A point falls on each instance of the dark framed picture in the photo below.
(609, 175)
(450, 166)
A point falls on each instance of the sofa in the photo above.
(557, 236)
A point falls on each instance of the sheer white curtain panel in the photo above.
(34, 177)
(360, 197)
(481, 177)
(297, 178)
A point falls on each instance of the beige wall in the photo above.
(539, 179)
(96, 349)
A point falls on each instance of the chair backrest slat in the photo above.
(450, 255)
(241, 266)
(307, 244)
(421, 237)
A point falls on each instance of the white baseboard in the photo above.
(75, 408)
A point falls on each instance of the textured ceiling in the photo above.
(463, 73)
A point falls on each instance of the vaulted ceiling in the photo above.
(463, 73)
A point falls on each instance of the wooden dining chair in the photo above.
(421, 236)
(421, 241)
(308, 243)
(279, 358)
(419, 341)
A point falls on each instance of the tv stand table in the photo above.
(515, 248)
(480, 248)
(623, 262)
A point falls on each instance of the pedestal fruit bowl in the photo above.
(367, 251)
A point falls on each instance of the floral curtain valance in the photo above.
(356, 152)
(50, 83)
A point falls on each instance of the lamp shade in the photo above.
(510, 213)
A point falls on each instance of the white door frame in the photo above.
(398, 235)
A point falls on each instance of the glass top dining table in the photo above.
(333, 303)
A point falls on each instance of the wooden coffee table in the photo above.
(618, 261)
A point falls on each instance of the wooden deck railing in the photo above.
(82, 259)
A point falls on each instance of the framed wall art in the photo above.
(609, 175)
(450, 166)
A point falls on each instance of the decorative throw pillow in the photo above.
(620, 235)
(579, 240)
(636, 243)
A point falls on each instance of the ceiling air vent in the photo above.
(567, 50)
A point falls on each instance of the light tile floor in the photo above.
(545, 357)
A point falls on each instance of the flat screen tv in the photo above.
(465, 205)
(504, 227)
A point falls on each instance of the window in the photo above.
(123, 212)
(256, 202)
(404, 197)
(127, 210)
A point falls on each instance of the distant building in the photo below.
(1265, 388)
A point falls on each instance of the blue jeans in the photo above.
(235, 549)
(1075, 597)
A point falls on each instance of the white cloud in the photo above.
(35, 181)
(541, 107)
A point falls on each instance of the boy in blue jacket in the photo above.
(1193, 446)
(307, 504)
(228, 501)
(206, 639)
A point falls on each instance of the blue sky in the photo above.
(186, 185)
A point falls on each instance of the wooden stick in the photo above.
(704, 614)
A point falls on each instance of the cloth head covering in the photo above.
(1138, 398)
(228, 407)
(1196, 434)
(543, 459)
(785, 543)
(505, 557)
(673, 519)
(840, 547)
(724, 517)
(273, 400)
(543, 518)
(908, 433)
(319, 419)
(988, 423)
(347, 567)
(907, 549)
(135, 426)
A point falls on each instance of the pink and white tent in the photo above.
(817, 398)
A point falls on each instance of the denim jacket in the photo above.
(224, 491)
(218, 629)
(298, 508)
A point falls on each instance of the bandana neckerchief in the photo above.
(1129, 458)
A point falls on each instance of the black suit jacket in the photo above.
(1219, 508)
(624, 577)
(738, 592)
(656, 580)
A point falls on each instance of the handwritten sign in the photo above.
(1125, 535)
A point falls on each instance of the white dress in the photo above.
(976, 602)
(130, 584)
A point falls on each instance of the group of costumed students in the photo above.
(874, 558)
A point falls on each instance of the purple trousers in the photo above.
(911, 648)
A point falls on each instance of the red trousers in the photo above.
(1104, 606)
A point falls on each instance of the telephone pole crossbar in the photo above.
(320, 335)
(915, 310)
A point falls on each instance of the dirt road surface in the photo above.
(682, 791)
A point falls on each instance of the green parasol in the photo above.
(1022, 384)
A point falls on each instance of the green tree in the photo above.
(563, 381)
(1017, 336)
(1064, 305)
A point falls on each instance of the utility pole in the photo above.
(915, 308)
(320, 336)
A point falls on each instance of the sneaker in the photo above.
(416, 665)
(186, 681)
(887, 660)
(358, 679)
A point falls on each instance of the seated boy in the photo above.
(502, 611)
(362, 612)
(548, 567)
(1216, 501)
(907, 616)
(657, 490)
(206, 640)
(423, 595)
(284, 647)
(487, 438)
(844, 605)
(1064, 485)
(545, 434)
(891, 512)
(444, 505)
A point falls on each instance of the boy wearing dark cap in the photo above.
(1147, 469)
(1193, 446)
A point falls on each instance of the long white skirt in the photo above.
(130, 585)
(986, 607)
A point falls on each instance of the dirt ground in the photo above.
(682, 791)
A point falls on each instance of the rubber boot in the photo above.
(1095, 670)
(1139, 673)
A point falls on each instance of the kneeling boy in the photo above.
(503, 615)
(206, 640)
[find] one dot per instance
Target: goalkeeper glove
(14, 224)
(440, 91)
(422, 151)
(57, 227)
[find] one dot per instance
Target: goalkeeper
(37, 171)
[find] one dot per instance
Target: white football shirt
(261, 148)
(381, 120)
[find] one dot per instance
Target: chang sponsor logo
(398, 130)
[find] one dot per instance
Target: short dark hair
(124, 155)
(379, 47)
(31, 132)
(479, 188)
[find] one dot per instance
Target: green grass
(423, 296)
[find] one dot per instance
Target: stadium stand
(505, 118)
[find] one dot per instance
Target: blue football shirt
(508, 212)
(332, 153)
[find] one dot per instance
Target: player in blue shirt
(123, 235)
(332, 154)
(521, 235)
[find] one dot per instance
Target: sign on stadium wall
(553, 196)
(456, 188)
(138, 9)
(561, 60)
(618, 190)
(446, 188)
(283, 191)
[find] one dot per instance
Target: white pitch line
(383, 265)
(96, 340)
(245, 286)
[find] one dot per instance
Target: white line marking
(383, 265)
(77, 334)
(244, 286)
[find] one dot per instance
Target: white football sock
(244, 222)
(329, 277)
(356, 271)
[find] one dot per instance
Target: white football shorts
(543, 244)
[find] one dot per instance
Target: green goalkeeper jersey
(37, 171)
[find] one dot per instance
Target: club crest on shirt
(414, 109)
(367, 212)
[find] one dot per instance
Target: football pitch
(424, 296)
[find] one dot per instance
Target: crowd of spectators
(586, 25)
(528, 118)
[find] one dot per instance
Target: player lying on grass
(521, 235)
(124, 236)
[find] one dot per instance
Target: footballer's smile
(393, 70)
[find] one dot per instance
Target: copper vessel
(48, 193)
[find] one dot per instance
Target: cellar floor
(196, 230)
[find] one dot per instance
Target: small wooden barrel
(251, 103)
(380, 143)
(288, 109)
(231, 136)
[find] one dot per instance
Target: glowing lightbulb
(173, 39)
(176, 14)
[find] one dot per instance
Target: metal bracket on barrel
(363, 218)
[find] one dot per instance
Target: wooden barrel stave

+ + + +

Challenge: Rewrite the entire listing above as a numbered list with one line per item, leaving out any blank lines.

Correct result:
1. A point falls on each instance of the dark framed picture in the photo below.
2. (609, 175)
3. (450, 166)
4. A point falls on each instance of the sofa in the photo above.
5. (557, 236)
6. A point falls on each instance of the sheer white curtain panel in the photo above.
7. (34, 177)
8. (360, 197)
9. (481, 177)
10. (297, 178)
11. A point falls on each instance of the beige wall in the photo above.
12. (539, 179)
13. (96, 349)
14. A point falls on each instance of the chair backrest slat in the photo above.
15. (450, 255)
16. (241, 266)
17. (307, 244)
18. (421, 237)
19. A point falls on each instance of the white baseboard in the photo above.
20. (75, 408)
21. A point falls on each instance of the textured ceiling in the photo above.
22. (463, 73)
23. A point falls on each instance of the vaulted ceiling in the photo above.
24. (463, 73)
25. A point falls on each instance of the wooden dining chair in the photo above.
26. (421, 236)
27. (421, 241)
28. (308, 243)
29. (279, 358)
30. (419, 341)
31. A point falls on each instance of the tv stand table in the photo above.
32. (515, 248)
33. (480, 248)
34. (623, 262)
35. A point falls on each instance of the pedestal fruit bowl in the photo above.
36. (367, 251)
37. A point falls on each instance of the floral curtain valance in the photo above.
38. (356, 152)
39. (50, 83)
40. A point falls on each instance of the lamp shade in the photo above.
41. (510, 213)
42. A point falls on each instance of the white door frame in the photo above.
43. (398, 235)
44. A point falls on each instance of the glass top dining table in the photo above.
45. (333, 303)
46. A point falls on each instance of the wooden coffee table in the photo above.
47. (618, 261)
48. A point falls on each instance of the wooden deck railing in the photo above.
49. (82, 259)
50. A point falls on each instance of the framed wall art in the photo above.
51. (609, 175)
52. (450, 166)
53. A point falls on each instance of the decorative throw pillow in the photo above.
54. (620, 235)
55. (579, 240)
56. (636, 243)
57. A point falls on each instance of the ceiling air vent in the photo above.
58. (567, 50)
59. A point falls on each instance of the light tile floor in the photo above.
60. (545, 357)
61. A point falls on each instance of the flat screen tv in the photo above.
62. (465, 205)
63. (504, 227)
64. A point falls on each instance of the window in the photo above.
65. (123, 212)
66. (256, 202)
67. (404, 197)
68. (127, 210)
69. A point falls on each instance of the distant building in the photo below.
70. (1265, 388)
71. A point falls on each instance of the blue jeans in the photo above.
72. (235, 549)
73. (1075, 597)
74. A point falls on each instance of the white cloud in the photo above.
75. (35, 181)
76. (541, 107)
77. A point falls on each instance of the boy in blue jacket in the photo above.
78. (1193, 446)
79. (307, 504)
80. (228, 501)
81. (206, 639)
82. A point falls on each instance of the blue sky in the photo above.
83. (186, 185)
84. A point falls on each instance of the wooden stick in the photo above.
85. (704, 614)
86. A point falls on each instance of the cloth head covering in the photo above.
87. (1138, 398)
88. (228, 407)
89. (1196, 434)
90. (543, 459)
91. (785, 543)
92. (505, 557)
93. (673, 519)
94. (840, 547)
95. (724, 517)
96. (273, 400)
97. (543, 518)
98. (908, 433)
99. (319, 419)
100. (988, 423)
101. (347, 567)
102. (907, 549)
103. (135, 426)
104. A point falls on each instance of the pink and white tent in the photo above.
105. (817, 398)
106. A point falls on each instance of the denim jacket in the photo above.
107. (224, 491)
108. (218, 629)
109. (298, 508)
110. A point falls on each instance of the bandana neckerchief in the photo above.
111. (1129, 458)
112. A point falls on each instance of the black suit jacket in the photo above.
113. (1219, 508)
114. (624, 577)
115. (738, 592)
116. (656, 580)
117. A point falls on each instance of the handwritten sign in the photo above.
118. (1125, 535)
119. A point falls on each instance of the white dress in the photo above.
120. (976, 602)
121. (130, 584)
122. A point falls on each instance of the group of costumed students in the photo above.
123. (874, 558)
124. A point falls on each instance of the purple trousers in the photo above.
125. (911, 648)
126. A point falls on each instance of the red trousers in the photo above.
127. (1104, 606)
128. A point falls on each instance of the telephone pole crossbar in the photo above.
129. (320, 335)
130. (915, 310)
131. A point falls on each instance of the dirt road surface in the photo above.
132. (682, 791)
133. A point falls on each instance of the green parasol in the photo above.
134. (1022, 384)
135. A point falls on each instance of the green tree in the photo above.
136. (563, 381)
137. (1017, 336)
138. (1064, 305)
139. A point falls on each instance of the utility pole in the photo above.
140. (915, 308)
141. (320, 336)
142. A point falls on each instance of the sneaker in the photo above.
143. (416, 665)
144. (186, 681)
145. (887, 660)
146. (358, 679)
147. A point falls on each instance of the seated boy in the photo above.
148. (502, 611)
149. (362, 612)
150. (548, 567)
151. (1216, 501)
152. (907, 616)
153. (657, 490)
154. (206, 640)
155. (423, 595)
156. (284, 647)
157. (487, 438)
158. (844, 605)
159. (1064, 485)
160. (545, 434)
161. (891, 512)
162. (444, 505)
163. A point falls on each instance of the boy wearing dark cap in the photo above.
164. (1147, 469)
165. (1193, 446)
166. A point falls on each instance of the long white skirt in the photo above.
167. (130, 585)
168. (986, 607)
169. A point falls on each instance of the dirt ground in the photo above.
170. (682, 791)
171. A point falls on each instance of the rubber boot in the photo above.
172. (1095, 670)
173. (1139, 673)
174. A point falls on each instance of the kneeling boy in the photo above.
175. (503, 615)
176. (206, 640)
177. [find] one dot per instance
178. Target: goalkeeper glove
179. (14, 224)
180. (440, 91)
181. (422, 151)
182. (57, 227)
183. [find] one dot per instance
184. Target: goalkeeper
185. (37, 171)
186. [find] one dot per instance
187. Target: white football shirt
188. (261, 148)
189. (381, 120)
190. [find] one dot per instance
191. Target: chang sponsor logo
192. (398, 130)
193. [find] one dot per instance
194. Target: short dark hair
195. (124, 155)
196. (379, 47)
197. (31, 132)
198. (479, 188)
199. [find] one dot per instance
200. Target: green grass
201. (423, 296)
202. [find] one dot per instance
203. Target: stadium stand
204. (505, 118)
205. [find] one dot per instance
206. Target: blue football shirt
207. (508, 212)
208. (332, 153)
209. [find] one dot per instance
210. Target: player in blue shirt
211. (123, 235)
212. (332, 154)
213. (521, 235)
214. [find] one dot per instance
215. Target: sign on stadium wall
216. (553, 196)
217. (456, 188)
218. (138, 9)
219. (561, 60)
220. (618, 190)
221. (446, 188)
222. (283, 191)
223. [find] one dot per instance
224. Target: white pitch line
225. (383, 265)
226. (96, 340)
227. (245, 286)
228. [find] one dot per instance
229. Target: white line marking
230. (383, 265)
231. (77, 334)
232. (244, 286)
233. [find] one dot per instance
234. Target: white football sock
235. (244, 222)
236. (329, 277)
237. (356, 271)
238. [find] one dot per instance
239. Target: white football shorts
240. (543, 244)
241. [find] one dot per instance
242. Target: green goalkeeper jersey
243. (37, 171)
244. [find] one dot per instance
245. Target: club crest on shirt
246. (414, 109)
247. (367, 212)
248. [find] one dot per instance
249. Target: football pitch
250. (424, 296)
251. [find] one dot per instance
252. Target: crowd of spectators
253. (586, 25)
254. (528, 118)
255. [find] one dot per instance
256. Target: player lying on grass
257. (521, 235)
258. (124, 236)
259. [find] one dot per instance
260. Target: footballer's smile
261. (393, 70)
262. [find] one dot per instance
263. Target: copper vessel
264. (48, 193)
265. [find] one dot per instance
266. Target: cellar floor
267. (196, 230)
268. [find] one dot per instance
269. Target: small wooden barrel
270. (251, 103)
271. (380, 143)
272. (288, 109)
273. (231, 136)
274. [find] one dot per instance
275. Target: glowing lightbulb
276. (173, 39)
277. (176, 14)
278. [find] one dot per instance
279. Target: metal bracket on barrel
280. (363, 218)
281. [find] one dot per instance
282. Target: wooden barrel stave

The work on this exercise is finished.